### To be done:
Reproduce, word for word, the passage of the court opinion that begins with the words containing "December 29, 1967." and ends with "January 10, 1967.".

### Source text:
┌──

Opinion
December 4, 1967.
December 29, 1967.
Present: WILKINS, C.J., SPALDING, WHITTEMORE, SPIEGEL, REARDON, JJ.
Arrest.
Where one known to the police as a supplier of narcotics was observed by police officers to surreptitiously hand another person a small packet and receive money from the other person, there was probable cause Page 427 for arrest of both persons and evidence resulting from their arrests was not to be suppressed and was properly admitted in a criminal proceeding against the purported seller for an illegal sale of a narcotic.
INDICTMENT found and returned in the Superior Court on January 10, 1967.
A motion to suppress was heard by Brogna, J., and the case was tried before him.
Stephen W. Silverman for the defendant.
Matthew J. Ryan, Jr., District Attorney ( Leonard E. Gibbons, Assistant District Attorney, with him), for the Commonwealth.
Under an indictment charging unlawful sale of a narcotic drug (heroin), the defendant was found guilty by a jury. The case, having been tried subject to G.L.c. 278, §§ 33A-33G, comes here by appeal.
We summarize the evidence as follows: Springfield police officers, to whom the defendant was known as a user and supplier of narcotics, had kept him under surveillance for about a month prior to December 15, 1966. On December 15 Officers Coville and Collins saw the defendant, who was sitting in a diner on Main Street, come to the door of the diner and call to one Thomas E. Harris, who was passing by. Harris stopped and he and the defendant had a conversation. They then walked to the vestibule of the Paramount Hotel where the defendant was seen to "hand . . . something" to Harris and Harris in turn gave the defendant some paper currency. Following this exchange both men entered the hotel. A short time later Harris left the hotel alone and was followed by the officers into the Lyman Hotel where he was arrested in the corridor outside his room. A search of Harris revealed a hypodermic needle and an eyedropper.

└──

### Stored data:

┌──

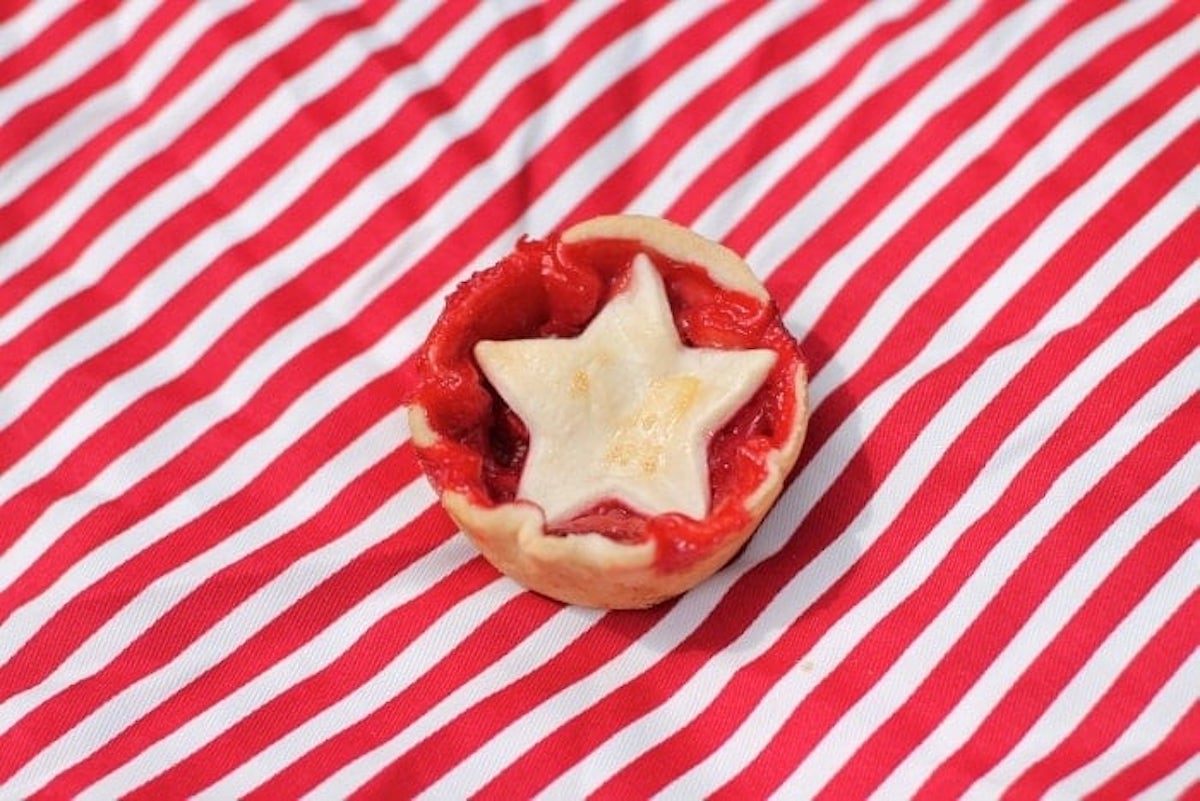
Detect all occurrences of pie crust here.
[409,215,808,609]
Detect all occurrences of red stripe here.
[0,0,528,575]
[122,537,496,800]
[1087,642,1200,801]
[0,4,398,383]
[0,393,415,779]
[748,2,1127,316]
[998,553,1200,799]
[226,4,926,796]
[714,354,1200,797]
[725,2,1051,260]
[0,0,681,786]
[0,366,418,698]
[0,0,105,85]
[0,2,284,316]
[242,592,560,801]
[487,23,1200,796]
[29,503,458,797]
[600,195,1196,796]
[0,0,188,167]
[114,3,844,796]
[788,6,1198,429]
[590,1,938,227]
[343,609,666,799]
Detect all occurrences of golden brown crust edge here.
[409,215,808,609]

└──

### Result of this task:
December 29, 1967.
Present: WILKINS, C.J., SPALDING, WHITTEMORE, SPIEGEL, REARDON, JJ.
Arrest.
Where one known to the police as a supplier of narcotics was observed by police officers to surreptitiously hand another person a small packet and receive money from the other person, there was probable cause Page 427 for arrest of both persons and evidence resulting from their arrests was not to be suppressed and was properly admitted in a criminal proceeding against the purported seller for an illegal sale of a narcotic.
INDICTMENT found and returned in the Superior Court on January 10, 1967.